(Records for the exercise Opens)
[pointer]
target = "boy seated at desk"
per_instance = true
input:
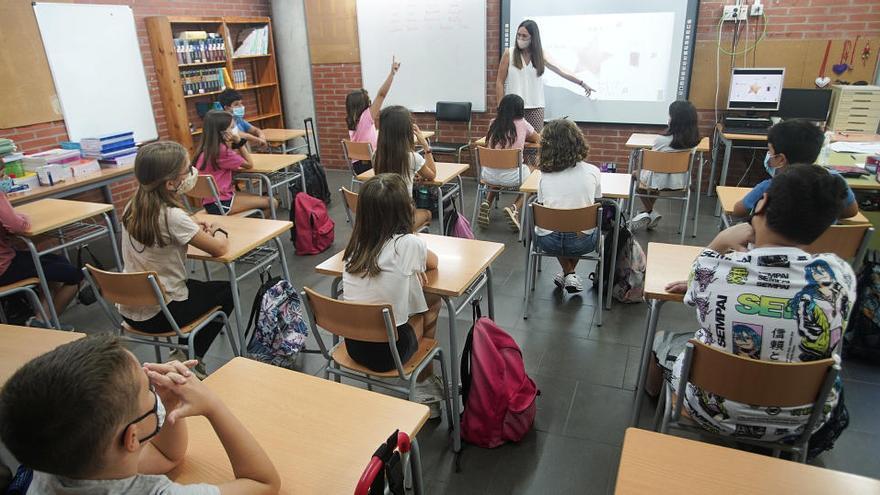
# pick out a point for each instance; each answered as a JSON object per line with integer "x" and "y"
{"x": 89, "y": 419}
{"x": 788, "y": 142}
{"x": 230, "y": 101}
{"x": 759, "y": 295}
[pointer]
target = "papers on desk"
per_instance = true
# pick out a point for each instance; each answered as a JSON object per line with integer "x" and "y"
{"x": 866, "y": 147}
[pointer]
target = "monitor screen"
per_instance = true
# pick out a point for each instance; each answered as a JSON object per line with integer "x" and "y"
{"x": 755, "y": 89}
{"x": 800, "y": 103}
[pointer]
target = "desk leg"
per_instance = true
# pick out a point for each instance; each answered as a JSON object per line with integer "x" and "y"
{"x": 236, "y": 300}
{"x": 699, "y": 192}
{"x": 614, "y": 242}
{"x": 456, "y": 372}
{"x": 650, "y": 331}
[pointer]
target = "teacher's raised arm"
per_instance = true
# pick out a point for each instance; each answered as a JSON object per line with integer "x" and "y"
{"x": 521, "y": 68}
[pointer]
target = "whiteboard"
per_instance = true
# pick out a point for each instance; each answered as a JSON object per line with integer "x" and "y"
{"x": 96, "y": 64}
{"x": 441, "y": 47}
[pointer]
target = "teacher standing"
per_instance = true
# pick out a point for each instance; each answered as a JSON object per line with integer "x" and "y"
{"x": 522, "y": 66}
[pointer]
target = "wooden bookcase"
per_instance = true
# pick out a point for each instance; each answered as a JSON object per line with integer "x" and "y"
{"x": 261, "y": 94}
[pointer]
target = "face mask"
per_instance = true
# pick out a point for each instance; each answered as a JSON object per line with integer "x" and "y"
{"x": 189, "y": 182}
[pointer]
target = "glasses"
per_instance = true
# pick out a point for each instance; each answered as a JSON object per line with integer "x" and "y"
{"x": 154, "y": 410}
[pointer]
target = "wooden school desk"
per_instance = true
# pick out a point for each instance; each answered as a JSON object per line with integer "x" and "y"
{"x": 247, "y": 237}
{"x": 728, "y": 197}
{"x": 319, "y": 434}
{"x": 614, "y": 186}
{"x": 666, "y": 263}
{"x": 640, "y": 141}
{"x": 666, "y": 465}
{"x": 446, "y": 173}
{"x": 464, "y": 267}
{"x": 70, "y": 187}
{"x": 271, "y": 171}
{"x": 61, "y": 220}
{"x": 18, "y": 345}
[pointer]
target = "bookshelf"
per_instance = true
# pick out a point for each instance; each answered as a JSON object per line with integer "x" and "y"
{"x": 260, "y": 92}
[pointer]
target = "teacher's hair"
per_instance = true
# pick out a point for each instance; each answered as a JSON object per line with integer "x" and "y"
{"x": 535, "y": 48}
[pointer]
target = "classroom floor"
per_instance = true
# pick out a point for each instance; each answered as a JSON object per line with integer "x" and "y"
{"x": 586, "y": 373}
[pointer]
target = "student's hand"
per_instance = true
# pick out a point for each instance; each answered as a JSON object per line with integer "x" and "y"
{"x": 677, "y": 287}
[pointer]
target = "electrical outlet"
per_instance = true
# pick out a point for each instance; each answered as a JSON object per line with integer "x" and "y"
{"x": 735, "y": 13}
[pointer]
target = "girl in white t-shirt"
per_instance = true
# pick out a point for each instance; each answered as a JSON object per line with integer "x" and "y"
{"x": 156, "y": 231}
{"x": 509, "y": 130}
{"x": 681, "y": 134}
{"x": 361, "y": 115}
{"x": 386, "y": 263}
{"x": 567, "y": 182}
{"x": 396, "y": 151}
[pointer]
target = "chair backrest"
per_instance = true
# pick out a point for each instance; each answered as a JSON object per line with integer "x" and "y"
{"x": 453, "y": 111}
{"x": 734, "y": 378}
{"x": 365, "y": 322}
{"x": 566, "y": 220}
{"x": 667, "y": 162}
{"x": 499, "y": 158}
{"x": 130, "y": 289}
{"x": 355, "y": 150}
{"x": 845, "y": 241}
{"x": 350, "y": 199}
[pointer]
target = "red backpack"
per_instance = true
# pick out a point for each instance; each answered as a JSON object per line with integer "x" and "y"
{"x": 314, "y": 227}
{"x": 499, "y": 396}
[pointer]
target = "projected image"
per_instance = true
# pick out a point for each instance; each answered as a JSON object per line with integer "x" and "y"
{"x": 623, "y": 56}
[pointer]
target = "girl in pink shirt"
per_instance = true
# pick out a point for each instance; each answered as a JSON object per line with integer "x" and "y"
{"x": 63, "y": 277}
{"x": 361, "y": 115}
{"x": 508, "y": 130}
{"x": 222, "y": 152}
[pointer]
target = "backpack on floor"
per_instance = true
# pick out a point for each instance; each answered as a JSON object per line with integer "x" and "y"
{"x": 279, "y": 328}
{"x": 313, "y": 228}
{"x": 498, "y": 395}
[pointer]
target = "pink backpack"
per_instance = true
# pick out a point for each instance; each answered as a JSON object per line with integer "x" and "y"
{"x": 314, "y": 227}
{"x": 499, "y": 397}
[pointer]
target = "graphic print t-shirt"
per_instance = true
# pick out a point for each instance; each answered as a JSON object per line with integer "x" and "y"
{"x": 773, "y": 304}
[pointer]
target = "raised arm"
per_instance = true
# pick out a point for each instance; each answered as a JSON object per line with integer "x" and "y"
{"x": 502, "y": 75}
{"x": 376, "y": 106}
{"x": 566, "y": 75}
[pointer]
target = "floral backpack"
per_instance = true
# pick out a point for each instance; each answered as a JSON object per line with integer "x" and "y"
{"x": 280, "y": 332}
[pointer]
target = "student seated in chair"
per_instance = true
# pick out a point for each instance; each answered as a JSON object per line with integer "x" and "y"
{"x": 88, "y": 418}
{"x": 759, "y": 295}
{"x": 788, "y": 142}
(Records for the exercise Closes)
**Assignment:**
Every record gets retyped exactly; no picture goes into the copy.

**Your solution:**
[pointer]
target = "boy seated at desk"
per_instance = true
input:
# pick out a point for each instance; each answered as a JSON object per line with integer "x" and "y"
{"x": 89, "y": 419}
{"x": 788, "y": 142}
{"x": 230, "y": 101}
{"x": 759, "y": 295}
[pointer]
target = "papers on desk"
per_instance = true
# pick out a point for each instance; each answered as a JSON object per line with integer "x" and "y"
{"x": 866, "y": 147}
[pointer]
target = "monitor screen"
per_instance = true
# pick out a point for each instance; each answered as a JSON object per line with integer "x" and "y"
{"x": 755, "y": 89}
{"x": 800, "y": 103}
[pointer]
target = "desk leg"
per_instance = true
# pick out a point for each instance; each answered as a JSON object per line with integer "x" and "y"
{"x": 236, "y": 300}
{"x": 699, "y": 192}
{"x": 614, "y": 242}
{"x": 456, "y": 372}
{"x": 650, "y": 331}
[pointer]
target = "teacher's raised arm"
per_instance = true
# pick out a point for each instance; each answered as a JSON object per line with integer "x" and "y"
{"x": 521, "y": 68}
[pointer]
target = "whiteboard"
per_instance = true
# pick out a point for each instance; each answered as a JSON object per line with integer "x" and "y"
{"x": 96, "y": 64}
{"x": 441, "y": 47}
[pointer]
target = "teacher standing"
per_instance = true
# pick out a point for each instance; each answered as a JSON object per line with integer "x" and "y"
{"x": 522, "y": 66}
[pointer]
target = "wooden bookcase"
per_instance = true
# pick out a point for each instance; each answered as a JSON object per line with integer "x" and "y"
{"x": 261, "y": 94}
[pointer]
target = "face mask"
per_instance = true
# pick out a point for each instance; each answered as a JSON object per line with integer "x" and "y"
{"x": 189, "y": 182}
[pointer]
target = "glasses"
per_instance = true
# pick out a point for each instance; each answered as a JSON object per line with integer "x" and "y"
{"x": 154, "y": 410}
[pointer]
target = "wooden school desk"
per_instance = true
# pick out a point for each instance; each answered as a JSON object per line with integer "x" and "y"
{"x": 247, "y": 237}
{"x": 728, "y": 197}
{"x": 319, "y": 434}
{"x": 614, "y": 186}
{"x": 666, "y": 263}
{"x": 640, "y": 141}
{"x": 666, "y": 465}
{"x": 446, "y": 173}
{"x": 464, "y": 267}
{"x": 70, "y": 187}
{"x": 271, "y": 171}
{"x": 61, "y": 220}
{"x": 18, "y": 345}
[pointer]
target = "bookshelf"
per_instance = true
# pick out a point for each instance; each answered as a JSON object per line with integer "x" and "y"
{"x": 260, "y": 92}
[pointer]
target = "teacher's hair"
per_instance = true
# pick out a point for each instance; each answered as a JSON object per line with integer "x" and "y"
{"x": 535, "y": 48}
[pointer]
target = "classroom floor"
per_instance = true
# pick out a point for each instance; each answered as a JSON object per line with integer "x" and "y"
{"x": 586, "y": 373}
[pointer]
target = "student's hand"
per_instance = true
# pick out a point for each instance; each answered as a JSON object per line with integer "x" and "y"
{"x": 677, "y": 287}
[pointer]
target = "electrical outlet"
per_instance = true
# pick out a point for each instance; each answered as a JSON object per line with integer "x" and "y"
{"x": 735, "y": 13}
[pointer]
target = "girl in white t-shirt"
per_instance = true
# pick out a point for each instance; each answered as a JSON object per line with integer "x" and "y"
{"x": 156, "y": 231}
{"x": 509, "y": 130}
{"x": 681, "y": 134}
{"x": 361, "y": 115}
{"x": 386, "y": 263}
{"x": 567, "y": 182}
{"x": 396, "y": 151}
[pointer]
target = "chair backrest"
per_instance = true
# pick out a point for each instance; each answered as a JSON object per line with integer "x" and "y"
{"x": 453, "y": 111}
{"x": 734, "y": 378}
{"x": 365, "y": 322}
{"x": 566, "y": 220}
{"x": 667, "y": 162}
{"x": 499, "y": 158}
{"x": 130, "y": 289}
{"x": 355, "y": 150}
{"x": 845, "y": 241}
{"x": 350, "y": 199}
[pointer]
target = "red backpack"
per_instance = true
# pick out a point for each instance; each answered as a JSON object per line with integer "x" and "y"
{"x": 314, "y": 227}
{"x": 499, "y": 396}
[pointer]
target = "projected image"
per_instance = true
# pick out a point for each instance; each answered as a JSON object per line with integer "x" and "y"
{"x": 623, "y": 56}
[pointer]
target = "girl in pink shirt"
per_instance = true
# pick out a point for each instance; each answered as a JSON object per line with integer "x" and "y"
{"x": 63, "y": 277}
{"x": 361, "y": 115}
{"x": 508, "y": 130}
{"x": 222, "y": 152}
[pointer]
target = "backpack on floor"
per_instance = true
# pick out a point for each instance; each answered as a JSON object per line with integer "x" and "y"
{"x": 279, "y": 328}
{"x": 313, "y": 228}
{"x": 498, "y": 395}
[pointer]
target = "pink backpack"
per_instance = true
# pick out a point for each instance; each answered as a JSON object per line with integer "x" and "y"
{"x": 314, "y": 227}
{"x": 499, "y": 397}
[pointer]
target = "graphic print t-shirt"
per_instance = true
# pick out a point for each instance; each answered as a JSON object per line with integer "x" and "y"
{"x": 773, "y": 304}
[pointer]
target = "raised arm"
per_instance = true
# pick out a point for each instance; each answered as a JSON object per line with integer "x" and "y"
{"x": 502, "y": 75}
{"x": 376, "y": 106}
{"x": 566, "y": 75}
[pointer]
target = "floral backpack"
per_instance = true
# pick out a point for each instance; each answered as a JSON object per line with integer "x" and "y"
{"x": 280, "y": 332}
[pointer]
target = "student seated in chair"
per_instance = true
# pick out a point for each instance; each answered as a JSON object per line with integer "x" and "y"
{"x": 88, "y": 418}
{"x": 759, "y": 295}
{"x": 788, "y": 142}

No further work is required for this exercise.